**** TRECHO DO TEXTO
Por fim, a entidade mantém uma página de perguntas e respostas sobre a realização de reuniões durante a pandemia.

O que dizem os especialistas?

A realização do carnaval no Brasil não é consenso entre as autoridades e depende do aval dos governos estaduais e municipais. Na comunidade médica, a avaliação é a de que a organização do evento dependerá da cobertura vacinal e dos dados epidemiológicos coletados próximos ao período do feriado.

O infectologista Álvaro Furtado, disse, em entrevista ao Comprova, que o momento atual da pandemia no Brasil é favorável para a realização de grandes eventos. “A gente vê os dados das últimas semanas epidemiológicas e observa redução progressiva no número de casos, diminuição da circulação viral, diminuição do número de óbitos e também na ocupação dos leitos de UTI. A gente também está avançando no nosso programa de imunização, com 60% da população vacinada (com a segunda dose)”.

Na avaliação dele, o cenário que se configura abre a possibilidade de realização de uma festa como o carnaval. O médico deixa claro, contudo, que isso pode mudar em caso de revés nos indicadores ou de retrocessos na vacinação.

“A questão é que, pelos dados dos últimos meses, pelos indicadores progressivamente melhores e com a cobertura vacinal avançando do jeito que está, com possibilidade de terceira dose que a gente já aprovou, isso deixa um cenário mais favorável para que aconteça um evento com grande quantidade de pessoas.”

Ao Comprova, o também infectologista Renato Kfouri, pondera, ainda, que a decisão final vai depender do surgimento ou não de novas variantes do coronavírus. “Não precisamos de um carnaval para aumentar a circulação [do vírus]. Vemos, hoje, os estádios de futebol, onde já há torcidas e muitas pessoas não usam máscaras… nem por isso o Brasil está vivendo uma nova onda.”
********
**** INFORMAÇÕES DA FONTE
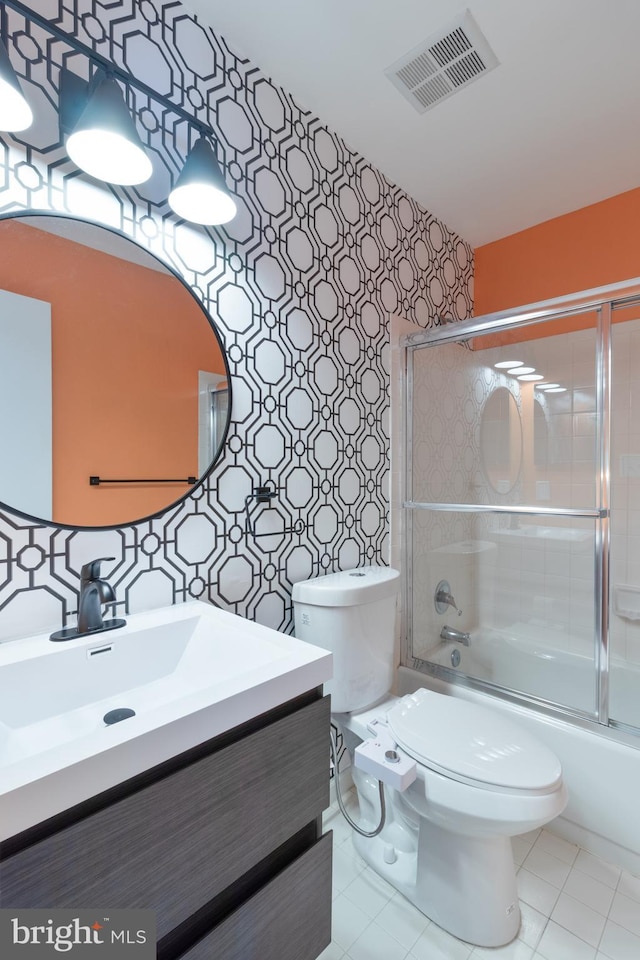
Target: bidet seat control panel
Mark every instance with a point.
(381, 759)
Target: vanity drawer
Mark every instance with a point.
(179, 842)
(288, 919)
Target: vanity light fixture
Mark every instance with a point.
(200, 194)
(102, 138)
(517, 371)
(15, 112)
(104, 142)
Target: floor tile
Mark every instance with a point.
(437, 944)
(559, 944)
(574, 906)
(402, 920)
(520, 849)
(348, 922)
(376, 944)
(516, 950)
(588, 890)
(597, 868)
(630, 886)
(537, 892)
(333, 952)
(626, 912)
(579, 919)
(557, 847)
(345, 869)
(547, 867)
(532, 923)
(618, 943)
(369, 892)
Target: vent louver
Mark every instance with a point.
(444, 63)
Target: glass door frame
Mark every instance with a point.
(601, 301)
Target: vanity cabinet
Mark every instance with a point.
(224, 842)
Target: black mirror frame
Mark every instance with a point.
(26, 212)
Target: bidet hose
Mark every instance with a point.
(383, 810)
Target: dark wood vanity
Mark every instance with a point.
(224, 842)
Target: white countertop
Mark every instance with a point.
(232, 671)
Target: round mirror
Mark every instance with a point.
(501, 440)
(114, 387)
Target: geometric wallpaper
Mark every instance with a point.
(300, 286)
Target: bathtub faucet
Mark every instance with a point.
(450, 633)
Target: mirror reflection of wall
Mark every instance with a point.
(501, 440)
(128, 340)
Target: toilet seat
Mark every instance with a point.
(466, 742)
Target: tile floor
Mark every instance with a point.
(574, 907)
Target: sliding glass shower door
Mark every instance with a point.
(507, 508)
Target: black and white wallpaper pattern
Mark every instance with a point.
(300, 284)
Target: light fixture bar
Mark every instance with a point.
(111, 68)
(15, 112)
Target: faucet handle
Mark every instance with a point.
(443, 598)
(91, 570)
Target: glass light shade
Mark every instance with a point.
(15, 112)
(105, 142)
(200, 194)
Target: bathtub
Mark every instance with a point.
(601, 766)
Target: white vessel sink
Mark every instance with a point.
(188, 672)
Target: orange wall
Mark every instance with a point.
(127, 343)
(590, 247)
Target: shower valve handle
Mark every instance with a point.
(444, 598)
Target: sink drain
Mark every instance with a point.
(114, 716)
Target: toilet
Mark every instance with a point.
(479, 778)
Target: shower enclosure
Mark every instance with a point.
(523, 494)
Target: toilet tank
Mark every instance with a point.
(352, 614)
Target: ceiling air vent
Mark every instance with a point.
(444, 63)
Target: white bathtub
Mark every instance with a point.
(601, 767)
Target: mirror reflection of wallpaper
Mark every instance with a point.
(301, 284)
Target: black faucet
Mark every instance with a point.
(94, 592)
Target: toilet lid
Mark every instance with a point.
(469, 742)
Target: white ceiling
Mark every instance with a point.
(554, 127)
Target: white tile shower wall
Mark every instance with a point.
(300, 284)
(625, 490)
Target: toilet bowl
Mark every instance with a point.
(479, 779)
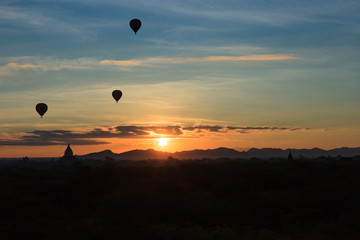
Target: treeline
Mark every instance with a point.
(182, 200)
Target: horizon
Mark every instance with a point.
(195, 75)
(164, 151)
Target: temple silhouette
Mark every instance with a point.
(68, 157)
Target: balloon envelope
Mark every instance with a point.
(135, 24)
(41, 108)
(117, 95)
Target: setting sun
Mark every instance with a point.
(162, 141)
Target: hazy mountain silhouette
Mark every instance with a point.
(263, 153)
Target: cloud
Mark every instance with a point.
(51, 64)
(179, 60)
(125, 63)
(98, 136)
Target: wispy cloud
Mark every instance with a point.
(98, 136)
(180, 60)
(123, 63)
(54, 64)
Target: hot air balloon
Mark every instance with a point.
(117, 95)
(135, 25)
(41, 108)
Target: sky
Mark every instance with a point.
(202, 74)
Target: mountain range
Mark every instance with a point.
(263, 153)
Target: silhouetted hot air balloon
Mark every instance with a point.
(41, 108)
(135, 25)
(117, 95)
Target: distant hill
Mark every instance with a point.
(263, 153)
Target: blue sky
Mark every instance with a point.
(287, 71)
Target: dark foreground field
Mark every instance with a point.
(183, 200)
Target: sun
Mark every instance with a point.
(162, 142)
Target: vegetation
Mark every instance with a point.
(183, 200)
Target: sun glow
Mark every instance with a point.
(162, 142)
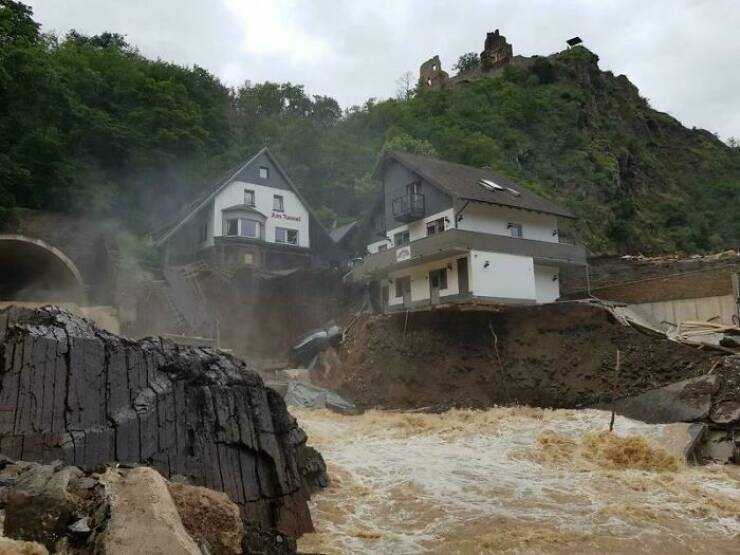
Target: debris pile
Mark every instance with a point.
********
**** INFORMAÇÕES DA FONTE
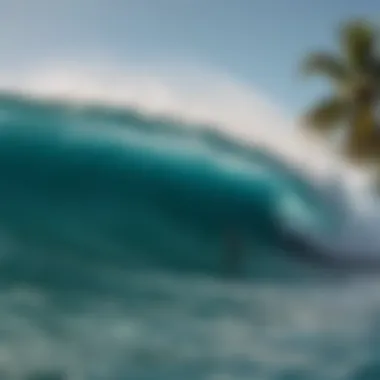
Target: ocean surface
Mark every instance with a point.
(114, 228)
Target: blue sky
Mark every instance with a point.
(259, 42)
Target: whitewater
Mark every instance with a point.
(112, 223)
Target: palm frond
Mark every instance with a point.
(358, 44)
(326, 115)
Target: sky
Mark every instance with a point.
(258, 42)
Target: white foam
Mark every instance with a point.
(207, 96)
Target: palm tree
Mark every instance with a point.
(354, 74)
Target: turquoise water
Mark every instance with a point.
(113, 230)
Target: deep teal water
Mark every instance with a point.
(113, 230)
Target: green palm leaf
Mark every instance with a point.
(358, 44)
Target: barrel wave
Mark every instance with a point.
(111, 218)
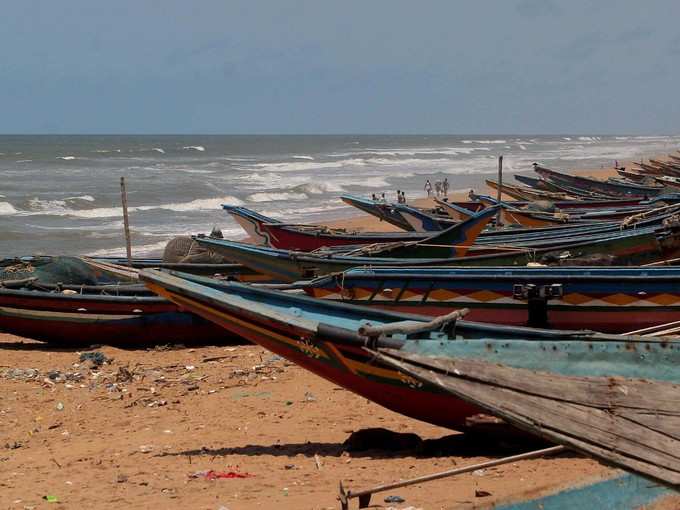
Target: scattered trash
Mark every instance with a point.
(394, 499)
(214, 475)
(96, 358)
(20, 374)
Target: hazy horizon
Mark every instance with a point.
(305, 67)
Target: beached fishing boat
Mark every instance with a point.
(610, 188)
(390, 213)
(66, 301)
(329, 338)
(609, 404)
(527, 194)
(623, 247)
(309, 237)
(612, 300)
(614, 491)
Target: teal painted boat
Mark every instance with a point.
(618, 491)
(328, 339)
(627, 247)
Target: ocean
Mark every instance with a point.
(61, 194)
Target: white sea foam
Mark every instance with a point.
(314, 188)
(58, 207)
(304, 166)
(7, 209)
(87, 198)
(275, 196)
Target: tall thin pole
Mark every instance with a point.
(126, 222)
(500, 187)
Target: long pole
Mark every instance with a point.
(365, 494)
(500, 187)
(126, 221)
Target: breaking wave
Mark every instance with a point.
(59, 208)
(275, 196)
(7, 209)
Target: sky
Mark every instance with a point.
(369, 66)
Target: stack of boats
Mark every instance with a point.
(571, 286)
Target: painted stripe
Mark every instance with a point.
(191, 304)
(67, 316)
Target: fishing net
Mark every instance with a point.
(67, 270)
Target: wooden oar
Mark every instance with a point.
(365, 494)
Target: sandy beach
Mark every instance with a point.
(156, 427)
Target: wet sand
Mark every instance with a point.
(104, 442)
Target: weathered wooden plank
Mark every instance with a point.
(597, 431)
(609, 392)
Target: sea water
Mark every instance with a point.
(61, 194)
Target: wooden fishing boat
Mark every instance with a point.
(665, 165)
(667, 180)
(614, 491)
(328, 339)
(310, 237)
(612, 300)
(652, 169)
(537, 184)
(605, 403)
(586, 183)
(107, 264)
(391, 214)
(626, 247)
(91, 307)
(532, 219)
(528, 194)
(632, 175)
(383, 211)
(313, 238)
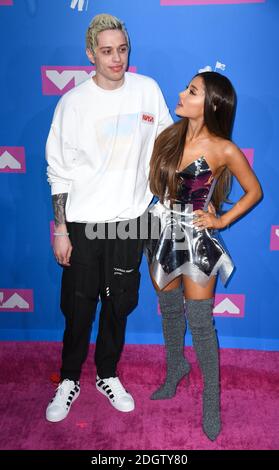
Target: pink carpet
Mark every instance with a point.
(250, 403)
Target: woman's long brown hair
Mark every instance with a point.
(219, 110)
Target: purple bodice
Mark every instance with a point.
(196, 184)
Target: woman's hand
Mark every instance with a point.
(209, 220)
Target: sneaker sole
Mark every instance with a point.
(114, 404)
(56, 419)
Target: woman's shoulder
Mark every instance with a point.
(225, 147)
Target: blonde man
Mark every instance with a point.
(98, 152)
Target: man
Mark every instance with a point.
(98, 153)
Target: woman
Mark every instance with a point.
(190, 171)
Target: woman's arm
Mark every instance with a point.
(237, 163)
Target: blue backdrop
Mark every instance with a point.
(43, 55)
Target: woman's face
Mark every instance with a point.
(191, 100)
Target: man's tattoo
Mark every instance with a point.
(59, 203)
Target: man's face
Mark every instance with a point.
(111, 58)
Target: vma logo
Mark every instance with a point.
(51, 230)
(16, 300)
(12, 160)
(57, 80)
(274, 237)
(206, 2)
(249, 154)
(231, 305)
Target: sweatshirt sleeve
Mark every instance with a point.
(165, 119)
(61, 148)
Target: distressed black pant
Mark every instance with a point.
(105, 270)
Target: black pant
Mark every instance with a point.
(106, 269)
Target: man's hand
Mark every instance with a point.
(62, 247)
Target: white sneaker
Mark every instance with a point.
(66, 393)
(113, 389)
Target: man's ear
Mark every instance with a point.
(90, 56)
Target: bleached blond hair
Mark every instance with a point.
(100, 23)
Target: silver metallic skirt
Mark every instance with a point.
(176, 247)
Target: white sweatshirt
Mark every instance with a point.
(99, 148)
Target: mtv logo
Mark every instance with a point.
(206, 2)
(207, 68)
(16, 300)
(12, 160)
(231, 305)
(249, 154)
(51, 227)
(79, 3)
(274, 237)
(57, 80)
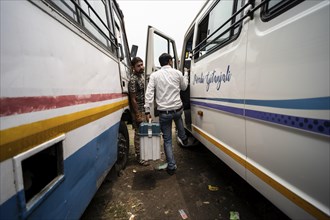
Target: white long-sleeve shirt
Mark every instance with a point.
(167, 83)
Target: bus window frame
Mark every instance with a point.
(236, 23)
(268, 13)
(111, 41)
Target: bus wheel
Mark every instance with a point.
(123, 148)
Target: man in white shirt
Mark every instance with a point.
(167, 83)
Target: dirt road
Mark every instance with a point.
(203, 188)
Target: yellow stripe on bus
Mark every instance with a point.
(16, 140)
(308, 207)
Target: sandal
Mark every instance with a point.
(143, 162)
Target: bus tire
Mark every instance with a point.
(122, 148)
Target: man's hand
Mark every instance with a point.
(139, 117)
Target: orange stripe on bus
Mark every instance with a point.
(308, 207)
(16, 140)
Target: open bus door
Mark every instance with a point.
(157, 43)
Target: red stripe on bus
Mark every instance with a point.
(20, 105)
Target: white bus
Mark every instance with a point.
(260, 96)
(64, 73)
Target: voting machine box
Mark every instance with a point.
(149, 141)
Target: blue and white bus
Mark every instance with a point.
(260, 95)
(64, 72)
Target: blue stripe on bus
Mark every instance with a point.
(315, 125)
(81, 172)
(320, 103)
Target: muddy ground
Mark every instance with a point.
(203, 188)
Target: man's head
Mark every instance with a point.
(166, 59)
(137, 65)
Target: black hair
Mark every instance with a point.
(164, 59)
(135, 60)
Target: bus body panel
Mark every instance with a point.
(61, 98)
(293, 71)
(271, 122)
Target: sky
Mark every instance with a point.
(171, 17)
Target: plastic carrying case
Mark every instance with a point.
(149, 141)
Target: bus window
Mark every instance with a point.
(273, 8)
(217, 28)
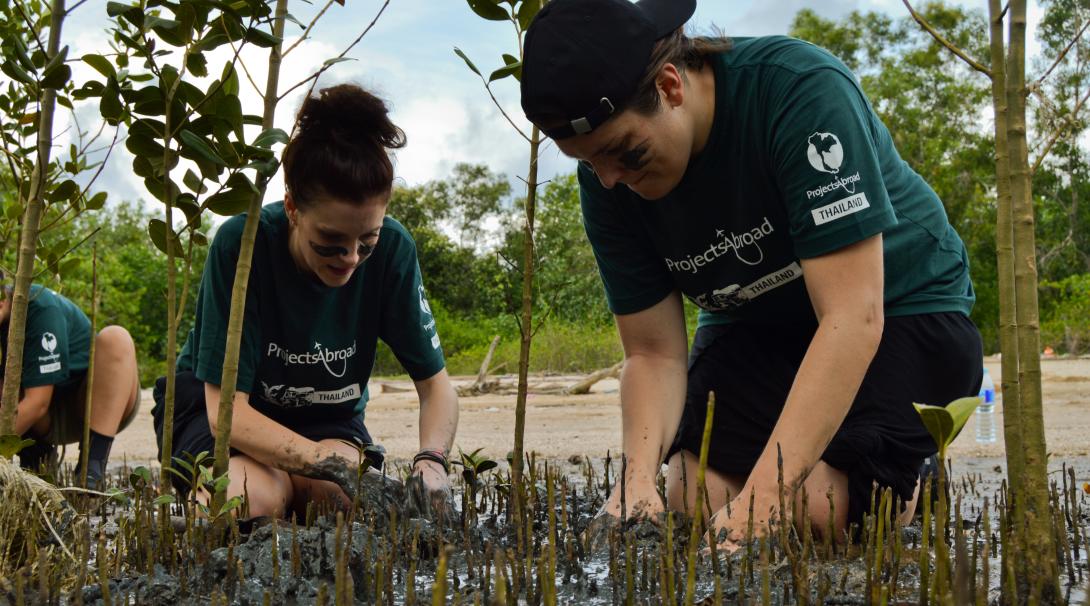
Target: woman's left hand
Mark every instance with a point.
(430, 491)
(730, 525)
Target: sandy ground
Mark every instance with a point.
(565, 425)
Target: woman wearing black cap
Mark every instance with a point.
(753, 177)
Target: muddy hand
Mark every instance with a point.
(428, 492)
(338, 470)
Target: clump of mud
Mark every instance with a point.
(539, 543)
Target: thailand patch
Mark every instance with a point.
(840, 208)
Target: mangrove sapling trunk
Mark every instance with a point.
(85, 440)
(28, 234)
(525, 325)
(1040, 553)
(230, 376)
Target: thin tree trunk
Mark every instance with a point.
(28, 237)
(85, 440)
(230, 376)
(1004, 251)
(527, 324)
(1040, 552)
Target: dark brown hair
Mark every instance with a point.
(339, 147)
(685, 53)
********
**** INFORMAÇÕES DA FONTE
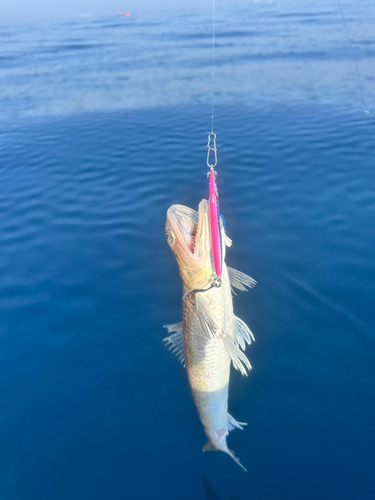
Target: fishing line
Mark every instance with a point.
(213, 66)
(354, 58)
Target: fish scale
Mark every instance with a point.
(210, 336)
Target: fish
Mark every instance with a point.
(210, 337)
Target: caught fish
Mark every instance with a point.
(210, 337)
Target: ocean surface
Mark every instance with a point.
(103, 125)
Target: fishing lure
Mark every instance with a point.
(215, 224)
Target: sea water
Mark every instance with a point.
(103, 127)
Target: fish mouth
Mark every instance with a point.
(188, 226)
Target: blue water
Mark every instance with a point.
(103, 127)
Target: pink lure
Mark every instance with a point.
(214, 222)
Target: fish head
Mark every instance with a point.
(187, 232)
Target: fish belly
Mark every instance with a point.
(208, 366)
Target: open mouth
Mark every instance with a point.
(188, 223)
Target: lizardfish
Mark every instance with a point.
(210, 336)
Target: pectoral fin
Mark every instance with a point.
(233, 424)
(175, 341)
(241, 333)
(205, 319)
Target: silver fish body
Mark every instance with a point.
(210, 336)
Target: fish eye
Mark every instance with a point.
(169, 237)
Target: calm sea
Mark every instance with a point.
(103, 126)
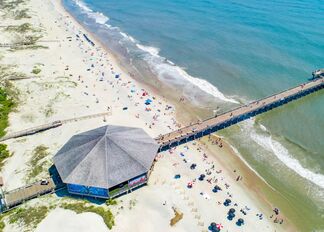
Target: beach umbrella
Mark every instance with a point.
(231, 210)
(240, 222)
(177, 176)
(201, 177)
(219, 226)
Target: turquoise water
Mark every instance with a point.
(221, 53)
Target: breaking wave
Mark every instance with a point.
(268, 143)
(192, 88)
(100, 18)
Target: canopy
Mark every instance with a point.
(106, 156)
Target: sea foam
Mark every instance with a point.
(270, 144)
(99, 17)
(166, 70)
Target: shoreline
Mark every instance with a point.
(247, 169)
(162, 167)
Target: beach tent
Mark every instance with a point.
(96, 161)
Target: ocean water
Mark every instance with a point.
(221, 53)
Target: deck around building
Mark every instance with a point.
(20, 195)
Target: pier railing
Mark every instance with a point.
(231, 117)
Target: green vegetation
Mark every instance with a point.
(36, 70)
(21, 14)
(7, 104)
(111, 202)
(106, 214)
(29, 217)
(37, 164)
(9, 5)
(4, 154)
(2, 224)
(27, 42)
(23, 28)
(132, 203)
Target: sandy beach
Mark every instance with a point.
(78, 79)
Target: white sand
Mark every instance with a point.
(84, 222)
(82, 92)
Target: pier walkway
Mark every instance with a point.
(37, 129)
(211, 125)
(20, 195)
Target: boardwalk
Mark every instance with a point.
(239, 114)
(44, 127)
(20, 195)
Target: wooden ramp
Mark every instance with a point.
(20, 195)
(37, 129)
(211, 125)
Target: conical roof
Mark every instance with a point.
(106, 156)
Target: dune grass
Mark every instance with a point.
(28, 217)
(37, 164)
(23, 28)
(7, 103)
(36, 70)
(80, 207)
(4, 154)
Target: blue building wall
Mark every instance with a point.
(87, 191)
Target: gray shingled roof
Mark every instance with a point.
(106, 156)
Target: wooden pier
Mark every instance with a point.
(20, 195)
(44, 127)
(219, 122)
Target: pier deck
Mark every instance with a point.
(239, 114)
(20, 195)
********
◆ **SOBRE A TAREFA**: De acordo com o trecho sobre o carnaval na pandemia, que percentual da população estava vacinada com a segunda dose, segundo o infectologista Álvaro Furtado? Os itens não são necessários aqui.

◆ **RESPOSTA ESPERADA**: 60% da população.